# DIRECTION
In the records below, find the line containing "Expected: one dot placed on each instance of the pumpkin"; copy exactly that line and all lines after it to the end, and nothing else.

:: INPUT MATERIAL

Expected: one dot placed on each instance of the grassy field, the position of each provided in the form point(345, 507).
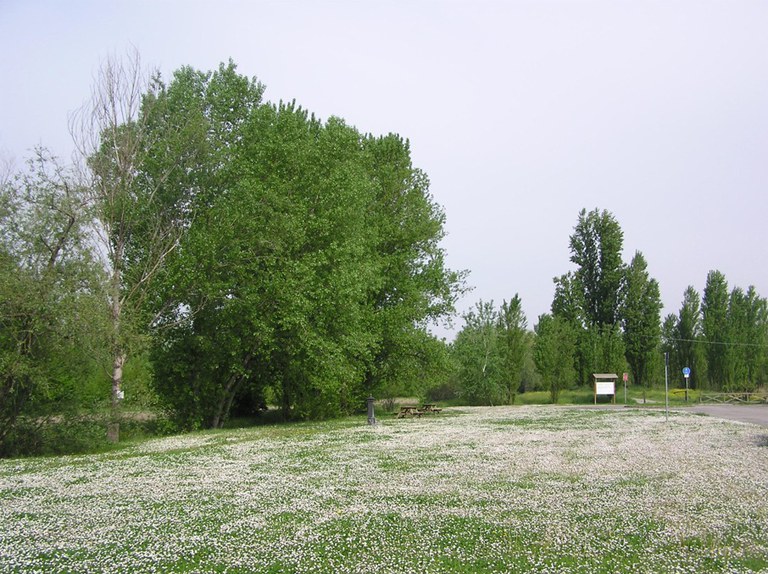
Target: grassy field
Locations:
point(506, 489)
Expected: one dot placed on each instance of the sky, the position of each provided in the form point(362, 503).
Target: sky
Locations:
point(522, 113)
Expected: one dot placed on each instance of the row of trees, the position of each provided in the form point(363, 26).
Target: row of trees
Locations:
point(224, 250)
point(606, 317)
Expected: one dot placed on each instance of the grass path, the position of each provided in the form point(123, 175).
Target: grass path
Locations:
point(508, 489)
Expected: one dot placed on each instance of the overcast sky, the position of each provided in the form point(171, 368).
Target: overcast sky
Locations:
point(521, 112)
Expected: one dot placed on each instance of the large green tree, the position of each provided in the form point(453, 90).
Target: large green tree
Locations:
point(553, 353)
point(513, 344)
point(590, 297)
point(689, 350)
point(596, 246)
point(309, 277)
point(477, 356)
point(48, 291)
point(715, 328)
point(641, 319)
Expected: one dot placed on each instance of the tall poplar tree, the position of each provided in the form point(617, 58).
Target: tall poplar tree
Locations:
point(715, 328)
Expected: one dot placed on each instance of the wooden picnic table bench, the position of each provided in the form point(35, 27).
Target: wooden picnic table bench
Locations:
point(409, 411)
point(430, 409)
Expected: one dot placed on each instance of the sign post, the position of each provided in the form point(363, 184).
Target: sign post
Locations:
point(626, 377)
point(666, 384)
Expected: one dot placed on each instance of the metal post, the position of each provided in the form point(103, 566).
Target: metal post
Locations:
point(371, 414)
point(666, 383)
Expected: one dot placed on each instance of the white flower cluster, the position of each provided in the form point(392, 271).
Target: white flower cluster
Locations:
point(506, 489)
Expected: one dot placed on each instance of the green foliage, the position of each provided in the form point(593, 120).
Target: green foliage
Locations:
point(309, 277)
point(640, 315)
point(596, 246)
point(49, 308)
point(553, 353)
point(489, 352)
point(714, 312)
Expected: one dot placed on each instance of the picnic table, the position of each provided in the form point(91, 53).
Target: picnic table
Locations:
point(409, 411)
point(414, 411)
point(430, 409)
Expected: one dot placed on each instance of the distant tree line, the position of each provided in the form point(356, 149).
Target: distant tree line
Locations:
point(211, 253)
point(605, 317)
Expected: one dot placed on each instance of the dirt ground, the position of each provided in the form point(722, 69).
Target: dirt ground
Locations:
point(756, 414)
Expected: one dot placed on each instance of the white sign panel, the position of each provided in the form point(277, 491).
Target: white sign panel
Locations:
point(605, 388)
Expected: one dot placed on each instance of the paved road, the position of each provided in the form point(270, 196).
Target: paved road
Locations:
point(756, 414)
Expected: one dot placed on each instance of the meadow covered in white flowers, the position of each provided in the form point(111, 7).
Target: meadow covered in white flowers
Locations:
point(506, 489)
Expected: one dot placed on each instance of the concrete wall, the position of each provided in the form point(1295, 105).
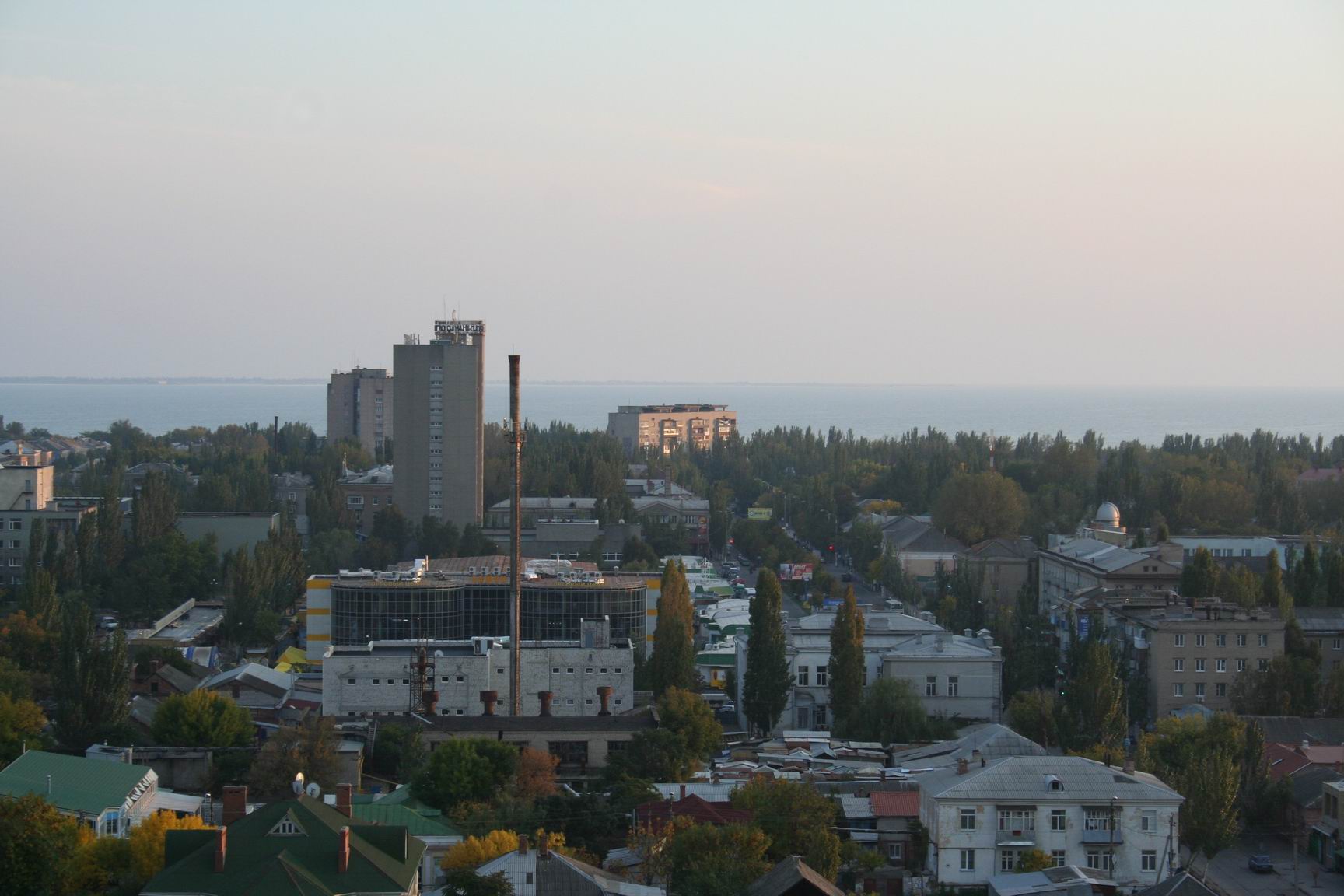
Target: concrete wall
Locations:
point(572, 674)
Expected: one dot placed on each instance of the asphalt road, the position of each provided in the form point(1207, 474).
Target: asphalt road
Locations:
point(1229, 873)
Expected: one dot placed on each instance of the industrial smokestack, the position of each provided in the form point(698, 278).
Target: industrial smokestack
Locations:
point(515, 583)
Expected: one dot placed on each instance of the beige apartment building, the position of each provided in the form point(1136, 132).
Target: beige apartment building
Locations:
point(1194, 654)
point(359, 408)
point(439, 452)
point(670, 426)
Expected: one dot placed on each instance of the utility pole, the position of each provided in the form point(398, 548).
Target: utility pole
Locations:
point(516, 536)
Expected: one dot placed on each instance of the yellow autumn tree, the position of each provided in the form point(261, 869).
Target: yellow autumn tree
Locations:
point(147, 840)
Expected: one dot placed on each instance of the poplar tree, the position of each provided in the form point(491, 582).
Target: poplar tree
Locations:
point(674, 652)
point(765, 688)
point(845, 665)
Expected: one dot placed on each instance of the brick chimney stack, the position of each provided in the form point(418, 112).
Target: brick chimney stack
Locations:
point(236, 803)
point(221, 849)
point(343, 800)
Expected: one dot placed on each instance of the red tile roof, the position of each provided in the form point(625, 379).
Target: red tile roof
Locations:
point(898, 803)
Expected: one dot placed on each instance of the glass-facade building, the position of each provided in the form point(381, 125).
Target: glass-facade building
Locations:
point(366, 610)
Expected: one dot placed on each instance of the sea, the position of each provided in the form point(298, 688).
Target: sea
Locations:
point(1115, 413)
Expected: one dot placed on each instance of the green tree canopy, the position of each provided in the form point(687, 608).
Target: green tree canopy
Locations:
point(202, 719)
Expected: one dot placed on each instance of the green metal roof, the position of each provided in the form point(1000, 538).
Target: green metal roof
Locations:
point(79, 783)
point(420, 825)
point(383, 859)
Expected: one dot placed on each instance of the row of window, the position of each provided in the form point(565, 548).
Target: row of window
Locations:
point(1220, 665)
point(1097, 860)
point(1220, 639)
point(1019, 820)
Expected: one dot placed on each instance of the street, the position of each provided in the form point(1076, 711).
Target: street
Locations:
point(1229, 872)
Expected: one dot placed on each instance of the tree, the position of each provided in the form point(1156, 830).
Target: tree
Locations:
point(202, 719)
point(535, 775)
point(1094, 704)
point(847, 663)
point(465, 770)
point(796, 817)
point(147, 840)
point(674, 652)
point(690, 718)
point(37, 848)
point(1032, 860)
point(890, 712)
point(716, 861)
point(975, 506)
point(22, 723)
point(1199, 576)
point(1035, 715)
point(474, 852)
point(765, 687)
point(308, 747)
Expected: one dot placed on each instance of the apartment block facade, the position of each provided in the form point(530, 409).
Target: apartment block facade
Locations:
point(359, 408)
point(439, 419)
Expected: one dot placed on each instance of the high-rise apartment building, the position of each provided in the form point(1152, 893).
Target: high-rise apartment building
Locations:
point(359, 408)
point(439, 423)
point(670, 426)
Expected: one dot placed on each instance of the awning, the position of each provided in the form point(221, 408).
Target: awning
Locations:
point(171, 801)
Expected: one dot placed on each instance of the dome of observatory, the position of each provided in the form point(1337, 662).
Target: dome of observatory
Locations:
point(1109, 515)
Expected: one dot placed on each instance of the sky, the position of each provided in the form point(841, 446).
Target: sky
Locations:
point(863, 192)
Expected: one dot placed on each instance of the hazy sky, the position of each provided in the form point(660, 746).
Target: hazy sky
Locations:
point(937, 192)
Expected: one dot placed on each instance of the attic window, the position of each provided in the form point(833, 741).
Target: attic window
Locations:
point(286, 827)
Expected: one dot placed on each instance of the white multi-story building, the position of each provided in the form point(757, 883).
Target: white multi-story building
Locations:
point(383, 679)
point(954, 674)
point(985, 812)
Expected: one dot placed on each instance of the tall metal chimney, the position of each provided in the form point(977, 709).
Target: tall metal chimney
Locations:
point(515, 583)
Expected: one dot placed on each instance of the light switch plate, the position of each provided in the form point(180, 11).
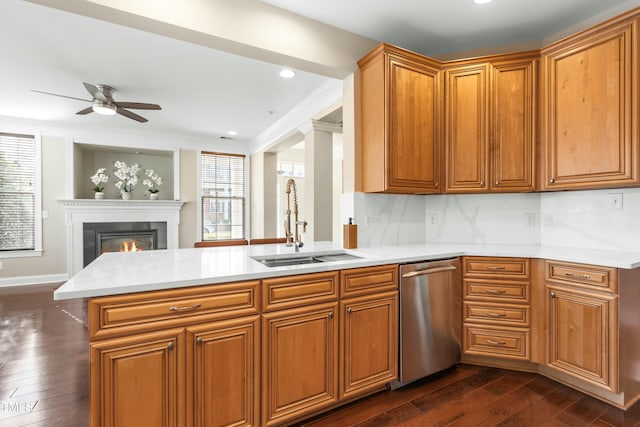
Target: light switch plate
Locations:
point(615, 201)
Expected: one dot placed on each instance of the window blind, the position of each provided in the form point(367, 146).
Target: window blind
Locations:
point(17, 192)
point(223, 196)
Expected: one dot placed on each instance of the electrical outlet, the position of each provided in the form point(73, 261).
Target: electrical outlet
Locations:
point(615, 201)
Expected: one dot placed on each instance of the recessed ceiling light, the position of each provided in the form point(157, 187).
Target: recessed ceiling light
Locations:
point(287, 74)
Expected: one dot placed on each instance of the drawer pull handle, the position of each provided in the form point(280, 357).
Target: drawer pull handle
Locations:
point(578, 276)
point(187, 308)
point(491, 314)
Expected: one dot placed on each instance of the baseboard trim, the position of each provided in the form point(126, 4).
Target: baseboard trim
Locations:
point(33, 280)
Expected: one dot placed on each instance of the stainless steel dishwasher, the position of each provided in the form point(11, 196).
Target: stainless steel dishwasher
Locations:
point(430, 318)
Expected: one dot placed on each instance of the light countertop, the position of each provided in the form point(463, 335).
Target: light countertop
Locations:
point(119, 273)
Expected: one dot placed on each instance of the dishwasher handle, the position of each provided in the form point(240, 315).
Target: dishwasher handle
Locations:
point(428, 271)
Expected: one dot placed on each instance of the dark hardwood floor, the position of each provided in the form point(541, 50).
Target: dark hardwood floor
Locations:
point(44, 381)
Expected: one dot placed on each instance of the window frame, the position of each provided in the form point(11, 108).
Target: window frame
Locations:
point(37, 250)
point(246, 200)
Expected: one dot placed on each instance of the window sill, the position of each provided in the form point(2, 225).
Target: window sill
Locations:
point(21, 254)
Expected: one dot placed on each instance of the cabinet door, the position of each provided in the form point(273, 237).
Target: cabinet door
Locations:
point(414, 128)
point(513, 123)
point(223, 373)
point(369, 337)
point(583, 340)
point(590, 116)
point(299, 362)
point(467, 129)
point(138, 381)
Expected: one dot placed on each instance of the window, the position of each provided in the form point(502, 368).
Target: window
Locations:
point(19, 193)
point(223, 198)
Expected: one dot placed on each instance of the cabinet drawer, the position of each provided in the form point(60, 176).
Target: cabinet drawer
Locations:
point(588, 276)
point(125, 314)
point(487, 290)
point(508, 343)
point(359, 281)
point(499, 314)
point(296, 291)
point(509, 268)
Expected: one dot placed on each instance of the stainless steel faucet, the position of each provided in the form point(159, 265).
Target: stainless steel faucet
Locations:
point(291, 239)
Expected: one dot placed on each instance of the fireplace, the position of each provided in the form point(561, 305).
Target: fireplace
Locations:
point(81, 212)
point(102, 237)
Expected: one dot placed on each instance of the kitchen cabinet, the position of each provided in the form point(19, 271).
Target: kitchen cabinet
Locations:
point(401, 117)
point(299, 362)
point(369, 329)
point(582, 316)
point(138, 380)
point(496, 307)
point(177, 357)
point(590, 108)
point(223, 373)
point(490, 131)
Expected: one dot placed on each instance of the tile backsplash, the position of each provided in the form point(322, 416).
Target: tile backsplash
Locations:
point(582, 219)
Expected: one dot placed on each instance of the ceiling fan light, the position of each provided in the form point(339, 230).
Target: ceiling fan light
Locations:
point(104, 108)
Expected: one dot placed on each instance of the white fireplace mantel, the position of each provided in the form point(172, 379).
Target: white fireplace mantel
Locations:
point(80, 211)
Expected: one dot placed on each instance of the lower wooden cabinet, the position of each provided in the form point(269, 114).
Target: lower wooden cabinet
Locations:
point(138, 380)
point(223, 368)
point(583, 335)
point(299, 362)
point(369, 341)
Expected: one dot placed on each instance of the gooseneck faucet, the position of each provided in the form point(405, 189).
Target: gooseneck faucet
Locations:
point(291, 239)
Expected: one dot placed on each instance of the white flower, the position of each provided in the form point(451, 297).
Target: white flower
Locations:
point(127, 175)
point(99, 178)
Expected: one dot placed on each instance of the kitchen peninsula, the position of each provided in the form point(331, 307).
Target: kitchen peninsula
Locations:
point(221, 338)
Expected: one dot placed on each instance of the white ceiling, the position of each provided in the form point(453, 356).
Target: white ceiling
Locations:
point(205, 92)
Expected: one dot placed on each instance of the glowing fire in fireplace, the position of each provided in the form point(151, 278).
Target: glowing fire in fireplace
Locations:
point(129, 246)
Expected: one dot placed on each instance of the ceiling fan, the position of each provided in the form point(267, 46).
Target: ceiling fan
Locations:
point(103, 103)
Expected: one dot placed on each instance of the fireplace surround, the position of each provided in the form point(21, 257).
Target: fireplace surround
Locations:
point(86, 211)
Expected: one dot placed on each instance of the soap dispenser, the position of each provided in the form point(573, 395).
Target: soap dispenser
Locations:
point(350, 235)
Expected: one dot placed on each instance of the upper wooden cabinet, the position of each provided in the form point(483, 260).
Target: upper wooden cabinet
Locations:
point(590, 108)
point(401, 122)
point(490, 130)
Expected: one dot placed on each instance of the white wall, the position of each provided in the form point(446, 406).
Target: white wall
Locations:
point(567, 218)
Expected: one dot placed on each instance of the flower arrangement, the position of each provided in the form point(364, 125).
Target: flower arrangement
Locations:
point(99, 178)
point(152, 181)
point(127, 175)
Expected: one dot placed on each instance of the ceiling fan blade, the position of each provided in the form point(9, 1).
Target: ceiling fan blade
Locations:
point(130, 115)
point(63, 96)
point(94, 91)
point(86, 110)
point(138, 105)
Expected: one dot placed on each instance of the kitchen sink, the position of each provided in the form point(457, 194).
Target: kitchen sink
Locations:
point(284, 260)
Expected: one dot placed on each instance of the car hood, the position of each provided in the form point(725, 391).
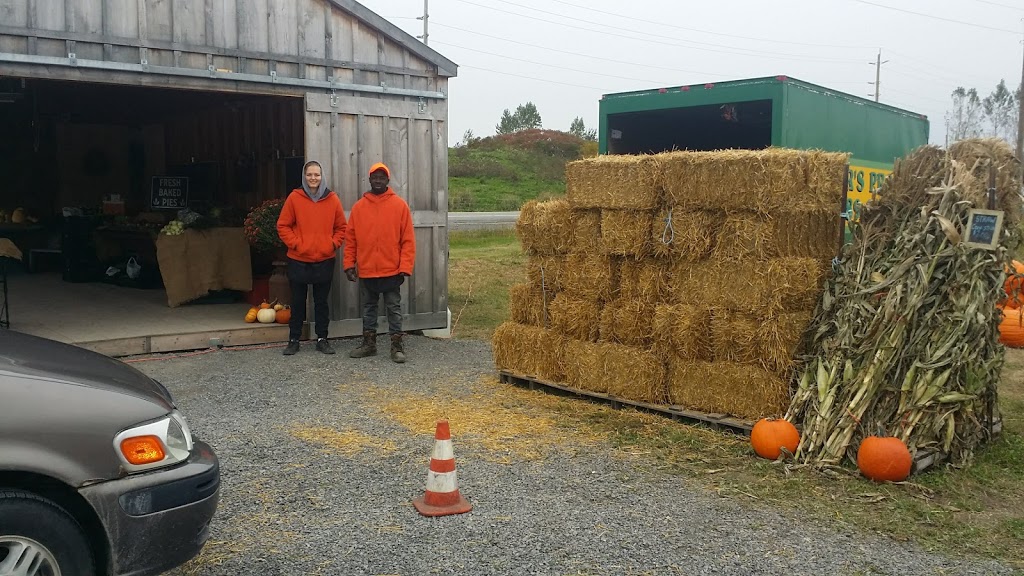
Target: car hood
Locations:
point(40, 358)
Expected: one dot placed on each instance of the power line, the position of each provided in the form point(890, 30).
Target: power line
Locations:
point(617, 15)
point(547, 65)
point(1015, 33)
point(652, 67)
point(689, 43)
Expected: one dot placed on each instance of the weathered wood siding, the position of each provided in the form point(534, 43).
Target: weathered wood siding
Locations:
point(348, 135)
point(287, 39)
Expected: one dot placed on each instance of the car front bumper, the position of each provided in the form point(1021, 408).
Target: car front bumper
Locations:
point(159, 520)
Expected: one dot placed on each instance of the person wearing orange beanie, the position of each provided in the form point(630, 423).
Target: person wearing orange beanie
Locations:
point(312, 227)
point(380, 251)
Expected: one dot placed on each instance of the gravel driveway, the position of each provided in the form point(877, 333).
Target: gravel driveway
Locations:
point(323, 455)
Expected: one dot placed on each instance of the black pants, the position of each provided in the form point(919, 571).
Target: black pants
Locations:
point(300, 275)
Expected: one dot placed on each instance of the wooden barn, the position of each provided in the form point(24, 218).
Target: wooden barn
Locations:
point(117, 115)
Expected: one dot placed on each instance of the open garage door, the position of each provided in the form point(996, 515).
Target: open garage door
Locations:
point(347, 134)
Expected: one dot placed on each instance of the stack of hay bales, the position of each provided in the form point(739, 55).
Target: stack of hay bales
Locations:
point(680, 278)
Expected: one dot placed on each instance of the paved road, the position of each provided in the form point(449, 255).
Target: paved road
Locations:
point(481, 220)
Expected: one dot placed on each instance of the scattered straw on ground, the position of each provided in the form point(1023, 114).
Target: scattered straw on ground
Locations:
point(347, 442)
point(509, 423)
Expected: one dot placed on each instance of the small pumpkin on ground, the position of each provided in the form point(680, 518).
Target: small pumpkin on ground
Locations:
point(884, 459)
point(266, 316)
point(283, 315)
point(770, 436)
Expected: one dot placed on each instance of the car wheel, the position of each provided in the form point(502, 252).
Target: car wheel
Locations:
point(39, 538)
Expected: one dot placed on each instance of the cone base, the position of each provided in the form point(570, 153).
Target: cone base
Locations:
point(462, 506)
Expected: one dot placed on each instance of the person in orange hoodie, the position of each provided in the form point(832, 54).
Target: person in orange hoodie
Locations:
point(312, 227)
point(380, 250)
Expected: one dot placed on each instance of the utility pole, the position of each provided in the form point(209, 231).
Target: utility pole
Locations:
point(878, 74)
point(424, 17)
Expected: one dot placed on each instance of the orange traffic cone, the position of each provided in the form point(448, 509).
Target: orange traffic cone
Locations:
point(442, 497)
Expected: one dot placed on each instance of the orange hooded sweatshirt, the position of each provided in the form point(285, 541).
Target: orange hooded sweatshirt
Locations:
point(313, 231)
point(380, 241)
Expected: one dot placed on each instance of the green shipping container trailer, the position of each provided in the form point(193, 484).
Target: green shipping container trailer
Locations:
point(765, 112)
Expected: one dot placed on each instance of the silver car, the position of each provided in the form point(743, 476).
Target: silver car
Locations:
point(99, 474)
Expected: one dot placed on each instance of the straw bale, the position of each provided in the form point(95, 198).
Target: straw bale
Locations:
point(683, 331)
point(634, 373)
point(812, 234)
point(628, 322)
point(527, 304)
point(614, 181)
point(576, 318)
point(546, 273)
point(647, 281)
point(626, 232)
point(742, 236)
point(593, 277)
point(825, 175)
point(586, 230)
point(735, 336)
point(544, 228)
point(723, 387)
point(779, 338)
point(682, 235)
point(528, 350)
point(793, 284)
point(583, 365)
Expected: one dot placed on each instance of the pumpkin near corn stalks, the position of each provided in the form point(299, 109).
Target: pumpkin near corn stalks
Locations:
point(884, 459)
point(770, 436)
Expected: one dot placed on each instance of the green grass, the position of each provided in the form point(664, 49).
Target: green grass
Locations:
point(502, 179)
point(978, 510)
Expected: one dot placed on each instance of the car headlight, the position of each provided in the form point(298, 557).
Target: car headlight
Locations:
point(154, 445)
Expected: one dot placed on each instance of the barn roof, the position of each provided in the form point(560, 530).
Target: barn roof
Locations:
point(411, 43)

::::

# EXERCISE OUTPUT
Expected: one dot placed on each instance of the pumpkin near corn stalks, the position of each provided in the form point(299, 109).
Target: pumpkin near corn stalks
Locations:
point(884, 459)
point(770, 436)
Expected: one dot placed on each instance of the green grass, the position of each provided in the form point(664, 49).
Target: green grass
Locations:
point(502, 179)
point(978, 510)
Expected: one dot placed on each instance of the car headlight, the position of each provided in the form point(298, 557).
Target: car headlight
Locations:
point(154, 445)
Expected: one dot placed on each instance of the barn roof, the position of each provided in the form point(560, 530).
Target: barn roof
Locations:
point(411, 43)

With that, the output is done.